"""
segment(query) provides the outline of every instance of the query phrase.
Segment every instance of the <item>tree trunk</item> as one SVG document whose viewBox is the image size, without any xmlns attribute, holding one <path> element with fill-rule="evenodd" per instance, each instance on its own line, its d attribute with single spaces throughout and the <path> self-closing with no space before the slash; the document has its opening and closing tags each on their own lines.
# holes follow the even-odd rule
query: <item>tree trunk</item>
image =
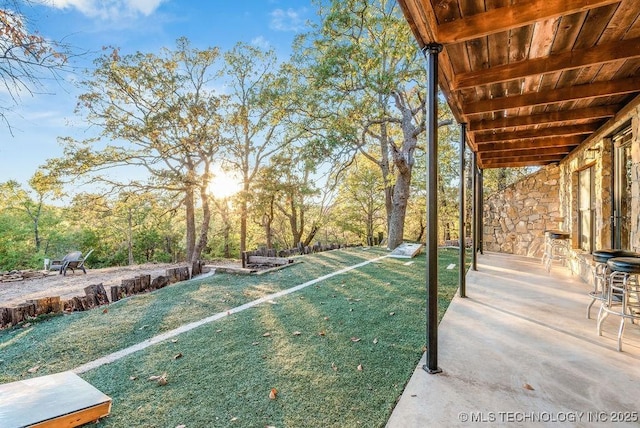
<svg viewBox="0 0 640 428">
<path fill-rule="evenodd" d="M 191 260 L 196 247 L 196 219 L 195 219 L 195 201 L 193 196 L 193 186 L 188 186 L 184 198 L 186 208 L 187 221 L 187 260 Z"/>
<path fill-rule="evenodd" d="M 209 242 L 211 207 L 209 205 L 209 194 L 207 193 L 207 183 L 209 183 L 209 180 L 206 177 L 204 183 L 204 185 L 200 186 L 200 199 L 202 200 L 202 224 L 200 225 L 200 236 L 198 238 L 198 243 L 193 250 L 193 254 L 191 254 L 191 258 L 188 260 L 191 263 L 202 258 L 202 251 L 204 251 L 207 243 Z"/>
<path fill-rule="evenodd" d="M 129 266 L 133 266 L 135 261 L 133 260 L 133 215 L 131 214 L 131 208 L 129 208 L 127 214 L 127 249 L 129 253 Z"/>
<path fill-rule="evenodd" d="M 391 211 L 391 221 L 389 223 L 390 249 L 402 244 L 404 239 L 404 219 L 407 214 L 407 201 L 409 200 L 409 190 L 411 187 L 411 170 L 401 171 L 398 168 L 396 184 L 393 189 L 393 210 Z"/>
<path fill-rule="evenodd" d="M 249 209 L 249 182 L 245 179 L 240 197 L 240 254 L 247 251 L 247 211 Z"/>
</svg>

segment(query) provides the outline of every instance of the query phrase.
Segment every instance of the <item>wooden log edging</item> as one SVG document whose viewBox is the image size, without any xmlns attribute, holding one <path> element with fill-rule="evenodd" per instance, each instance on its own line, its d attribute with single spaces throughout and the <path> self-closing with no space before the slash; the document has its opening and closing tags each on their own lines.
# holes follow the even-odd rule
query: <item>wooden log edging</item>
<svg viewBox="0 0 640 428">
<path fill-rule="evenodd" d="M 148 274 L 123 279 L 120 285 L 111 286 L 110 296 L 104 285 L 100 283 L 85 287 L 84 296 L 74 296 L 67 300 L 61 300 L 60 296 L 43 297 L 27 300 L 15 307 L 0 307 L 0 329 L 13 327 L 38 315 L 87 311 L 117 302 L 125 297 L 159 290 L 167 285 L 186 281 L 192 276 L 201 274 L 204 265 L 205 263 L 200 260 L 194 262 L 192 269 L 198 273 L 193 273 L 193 275 L 188 266 L 183 266 L 167 269 L 166 275 L 160 275 L 153 279 Z"/>
<path fill-rule="evenodd" d="M 252 266 L 250 258 L 252 257 L 268 257 L 272 259 L 289 258 L 291 256 L 302 256 L 305 254 L 321 253 L 324 251 L 338 250 L 341 248 L 362 247 L 362 244 L 322 244 L 316 242 L 311 246 L 299 245 L 295 248 L 286 250 L 275 250 L 273 248 L 258 248 L 253 251 L 245 251 L 242 253 L 242 267 L 249 268 Z M 260 263 L 256 263 L 260 264 Z"/>
</svg>

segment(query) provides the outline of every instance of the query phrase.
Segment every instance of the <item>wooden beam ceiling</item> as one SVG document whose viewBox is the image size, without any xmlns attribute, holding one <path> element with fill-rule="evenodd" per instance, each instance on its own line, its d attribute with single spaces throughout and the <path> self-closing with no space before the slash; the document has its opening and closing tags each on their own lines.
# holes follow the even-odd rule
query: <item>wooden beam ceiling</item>
<svg viewBox="0 0 640 428">
<path fill-rule="evenodd" d="M 518 126 L 537 126 L 579 120 L 605 119 L 613 117 L 619 109 L 620 106 L 618 105 L 609 105 L 575 110 L 551 111 L 526 116 L 508 116 L 492 120 L 474 120 L 469 123 L 467 131 L 477 132 Z"/>
<path fill-rule="evenodd" d="M 499 143 L 478 144 L 479 151 L 509 151 L 519 149 L 540 149 L 545 147 L 577 147 L 584 138 L 577 135 L 571 137 L 546 137 L 523 141 L 503 141 Z"/>
<path fill-rule="evenodd" d="M 490 113 L 521 107 L 533 107 L 565 101 L 584 100 L 613 95 L 624 95 L 640 91 L 640 79 L 632 77 L 622 80 L 587 83 L 584 85 L 566 86 L 548 91 L 529 92 L 511 97 L 481 100 L 465 105 L 467 115 Z"/>
<path fill-rule="evenodd" d="M 640 38 L 620 40 L 586 49 L 561 52 L 542 58 L 462 73 L 456 76 L 453 89 L 490 85 L 536 74 L 573 70 L 637 57 L 640 57 Z"/>
<path fill-rule="evenodd" d="M 460 43 L 617 2 L 619 0 L 527 0 L 440 23 L 436 37 L 438 43 Z"/>
<path fill-rule="evenodd" d="M 420 47 L 443 45 L 440 87 L 481 168 L 557 163 L 640 99 L 640 0 L 399 4 Z"/>
<path fill-rule="evenodd" d="M 568 135 L 588 135 L 598 129 L 597 124 L 584 124 L 573 126 L 558 126 L 553 128 L 541 128 L 541 129 L 525 129 L 522 131 L 511 132 L 488 132 L 482 134 L 476 134 L 475 142 L 480 143 L 493 143 L 499 141 L 514 141 L 524 139 L 538 139 L 545 137 L 558 137 Z"/>
</svg>

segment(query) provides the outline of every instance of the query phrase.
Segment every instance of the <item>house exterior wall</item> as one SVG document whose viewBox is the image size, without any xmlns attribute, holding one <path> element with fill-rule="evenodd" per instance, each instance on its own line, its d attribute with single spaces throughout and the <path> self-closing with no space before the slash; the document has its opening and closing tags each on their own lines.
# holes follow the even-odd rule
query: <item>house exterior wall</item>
"""
Retype the first line of the entries and every line after it, please, through the line that contains "query: <item>tree trunk</item>". Add nothing.

Output of the exercise =
segment(query) provides the outline of every instance of the query phrase.
Segment every instance of the <item>tree trunk</item> as one SVG document whose viewBox is the image size, without any xmlns attribute, holding one <path> element with fill-rule="evenodd" per instance, each instance on its own line, its d attribute with single spaces throughout and the <path> self-closing with no space before the slash; the document has its opening and closing tags each on their own lines.
# holes follow the even-odd rule
query: <item>tree trunk</item>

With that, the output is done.